**TASK GOAL**: Among the entries below, find all lines that include "paper" and copy them.

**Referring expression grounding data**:
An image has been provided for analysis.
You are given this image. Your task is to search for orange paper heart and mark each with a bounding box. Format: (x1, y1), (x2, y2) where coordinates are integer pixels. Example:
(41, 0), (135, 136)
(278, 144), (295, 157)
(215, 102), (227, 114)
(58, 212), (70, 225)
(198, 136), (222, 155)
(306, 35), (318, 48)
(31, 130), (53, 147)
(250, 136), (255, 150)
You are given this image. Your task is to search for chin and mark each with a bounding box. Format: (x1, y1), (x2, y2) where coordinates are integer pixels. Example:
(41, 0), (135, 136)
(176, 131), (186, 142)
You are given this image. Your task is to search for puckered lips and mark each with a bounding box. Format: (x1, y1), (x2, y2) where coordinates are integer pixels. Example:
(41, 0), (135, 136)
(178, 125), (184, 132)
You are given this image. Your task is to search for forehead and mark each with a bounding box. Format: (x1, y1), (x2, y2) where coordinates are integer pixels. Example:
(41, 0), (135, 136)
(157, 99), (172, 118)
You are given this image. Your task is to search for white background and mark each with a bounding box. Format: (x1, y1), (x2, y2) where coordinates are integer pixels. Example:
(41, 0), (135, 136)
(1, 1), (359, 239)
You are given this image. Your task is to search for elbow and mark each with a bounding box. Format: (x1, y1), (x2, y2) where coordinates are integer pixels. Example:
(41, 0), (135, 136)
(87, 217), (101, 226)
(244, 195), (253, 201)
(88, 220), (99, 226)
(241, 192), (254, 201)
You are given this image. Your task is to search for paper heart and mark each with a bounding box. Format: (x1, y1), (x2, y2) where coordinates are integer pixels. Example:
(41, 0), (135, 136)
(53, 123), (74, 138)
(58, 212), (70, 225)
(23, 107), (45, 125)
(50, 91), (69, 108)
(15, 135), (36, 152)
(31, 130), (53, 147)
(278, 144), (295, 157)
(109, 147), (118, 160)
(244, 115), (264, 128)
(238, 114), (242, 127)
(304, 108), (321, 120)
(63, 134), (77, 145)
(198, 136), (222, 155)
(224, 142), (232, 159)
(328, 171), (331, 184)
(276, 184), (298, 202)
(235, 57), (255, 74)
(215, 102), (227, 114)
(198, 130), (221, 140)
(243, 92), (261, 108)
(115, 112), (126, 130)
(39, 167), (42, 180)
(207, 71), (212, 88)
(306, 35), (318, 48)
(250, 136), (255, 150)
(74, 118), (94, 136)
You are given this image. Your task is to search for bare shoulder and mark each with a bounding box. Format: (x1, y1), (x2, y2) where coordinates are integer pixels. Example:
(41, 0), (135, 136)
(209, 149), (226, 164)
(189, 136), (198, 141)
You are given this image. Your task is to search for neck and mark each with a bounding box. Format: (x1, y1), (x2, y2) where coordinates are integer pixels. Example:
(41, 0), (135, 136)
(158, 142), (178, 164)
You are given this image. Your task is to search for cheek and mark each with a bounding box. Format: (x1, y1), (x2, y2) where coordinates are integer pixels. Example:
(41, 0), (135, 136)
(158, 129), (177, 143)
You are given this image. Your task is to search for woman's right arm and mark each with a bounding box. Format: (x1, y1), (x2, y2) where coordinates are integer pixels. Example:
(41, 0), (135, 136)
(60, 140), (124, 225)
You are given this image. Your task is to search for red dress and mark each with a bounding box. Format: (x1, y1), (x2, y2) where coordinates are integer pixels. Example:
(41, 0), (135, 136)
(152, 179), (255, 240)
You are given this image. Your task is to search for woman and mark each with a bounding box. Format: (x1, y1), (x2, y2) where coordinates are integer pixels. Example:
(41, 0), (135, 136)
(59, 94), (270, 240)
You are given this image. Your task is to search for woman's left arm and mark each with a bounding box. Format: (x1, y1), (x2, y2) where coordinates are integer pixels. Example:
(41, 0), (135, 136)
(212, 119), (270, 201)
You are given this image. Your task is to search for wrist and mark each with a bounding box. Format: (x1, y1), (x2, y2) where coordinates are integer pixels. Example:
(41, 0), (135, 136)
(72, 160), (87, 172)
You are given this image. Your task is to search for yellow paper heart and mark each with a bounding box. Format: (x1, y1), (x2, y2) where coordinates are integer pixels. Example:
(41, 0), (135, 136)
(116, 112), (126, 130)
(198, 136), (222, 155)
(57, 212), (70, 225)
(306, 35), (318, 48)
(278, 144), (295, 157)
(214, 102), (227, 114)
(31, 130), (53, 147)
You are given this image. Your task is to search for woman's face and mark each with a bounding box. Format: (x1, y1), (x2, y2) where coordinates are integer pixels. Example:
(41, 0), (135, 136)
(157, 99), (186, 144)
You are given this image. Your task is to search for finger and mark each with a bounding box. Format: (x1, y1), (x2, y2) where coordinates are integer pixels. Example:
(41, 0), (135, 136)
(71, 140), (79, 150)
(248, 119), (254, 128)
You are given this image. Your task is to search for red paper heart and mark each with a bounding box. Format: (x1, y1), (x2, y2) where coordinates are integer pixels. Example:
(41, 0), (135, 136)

**ANSWER**:
You are given this image. Your task is to search for orange paper heart and mark each with a bounding box. Format: (x1, y1), (x2, y2) where coordinates are integer pixels. Example:
You are given this image. Your task is to search for paper heart and mark each with a bounding box. Format: (x1, y1), (x2, y2) where coordinates are integer pixels. Example:
You are given this image. Your task is to search for yellow paper heart and mark each with a bounding box. Format: (x1, y1), (x2, y2) where coordinates are integer pixels. Example:
You are given this image. Your task is to search for red paper heart and mark each with a bounding box. Format: (x1, y1), (x2, y2) where coordinates are integer pixels. Example:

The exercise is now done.